| What the task requires |
Return the records that follow, unchanged and complete.

| Given entries |
※ ※ ※

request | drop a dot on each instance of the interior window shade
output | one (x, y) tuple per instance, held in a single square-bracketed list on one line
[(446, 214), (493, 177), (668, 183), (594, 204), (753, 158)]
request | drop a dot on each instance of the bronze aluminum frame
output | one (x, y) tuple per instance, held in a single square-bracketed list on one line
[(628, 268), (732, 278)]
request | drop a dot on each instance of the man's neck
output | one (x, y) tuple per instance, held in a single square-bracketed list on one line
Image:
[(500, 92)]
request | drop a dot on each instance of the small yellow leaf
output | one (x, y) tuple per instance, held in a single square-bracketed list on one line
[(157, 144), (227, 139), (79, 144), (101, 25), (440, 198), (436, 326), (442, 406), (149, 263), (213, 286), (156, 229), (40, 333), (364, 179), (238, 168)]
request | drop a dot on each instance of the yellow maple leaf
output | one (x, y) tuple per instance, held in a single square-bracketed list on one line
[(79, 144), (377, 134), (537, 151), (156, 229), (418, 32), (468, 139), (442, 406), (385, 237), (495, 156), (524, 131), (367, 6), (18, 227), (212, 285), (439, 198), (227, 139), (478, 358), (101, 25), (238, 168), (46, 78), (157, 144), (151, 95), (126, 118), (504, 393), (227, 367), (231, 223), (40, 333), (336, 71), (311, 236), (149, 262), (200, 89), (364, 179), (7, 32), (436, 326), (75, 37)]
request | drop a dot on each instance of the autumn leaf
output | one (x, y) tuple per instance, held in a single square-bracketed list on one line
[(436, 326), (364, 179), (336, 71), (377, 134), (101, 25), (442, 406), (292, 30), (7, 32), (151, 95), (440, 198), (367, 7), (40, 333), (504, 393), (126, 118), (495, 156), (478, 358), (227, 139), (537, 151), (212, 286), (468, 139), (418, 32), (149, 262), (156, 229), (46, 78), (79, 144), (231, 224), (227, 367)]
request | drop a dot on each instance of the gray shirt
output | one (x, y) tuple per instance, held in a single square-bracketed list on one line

※ ※ ※

| The completed task |
request | drop a dot on each instance of the interior window shade
output | one (x, y) tuple per instance, held in a single square-bracketed list on one line
[(446, 214), (493, 177), (668, 183), (594, 204), (753, 158)]
request | drop a dot on each instance of the bronze aluminum frame
output | one (x, y) tuple per instance, held in a single square-bracketed list on one line
[(628, 268), (732, 278)]
request | drop a dot on each instance of the man's neck
output | one (x, y) tuple per instance, held in a single square-bracketed list on one line
Image:
[(500, 92)]
request | drop a dot on each instance of the small yellow leaf
output | one (x, y) tuple per instance, held in a single square-bracketed list on one line
[(157, 144), (227, 139), (79, 144), (101, 25), (440, 198), (436, 326), (442, 406), (149, 263), (213, 286), (156, 229), (40, 333), (364, 179), (238, 168)]
request | drop a dot on each instance of the yellow maple leaf
output | one (x, y) tuple per instance, held in a single square-bracketed list on one line
[(79, 144), (377, 134), (537, 151), (156, 229), (418, 32), (468, 139), (442, 406), (385, 237), (495, 156), (524, 131), (367, 6), (18, 227), (212, 285), (439, 198), (227, 139), (478, 358), (101, 25), (238, 168), (46, 78), (157, 144), (151, 95), (126, 118), (504, 393), (227, 367), (231, 223), (40, 333), (336, 71), (311, 236), (149, 262), (200, 89), (364, 179), (7, 32), (436, 326), (75, 37)]
request | drop a dot on each instance of the autumn leaf
output | one (x, y) tuple per instance, held in a single square-bracketed list on one line
[(436, 326), (364, 179), (336, 71), (377, 134), (101, 25), (442, 406), (292, 30), (7, 32), (151, 95), (440, 198), (367, 7), (40, 333), (504, 393), (126, 118), (495, 156), (478, 358), (227, 139), (537, 151), (212, 286), (468, 139), (418, 32), (149, 262), (156, 229), (46, 78), (79, 144), (231, 224), (227, 367)]
request | drop a dot on each instance of the gray shirt
output | one (x, y) tuple per instance, held in a single square-bracketed list on one line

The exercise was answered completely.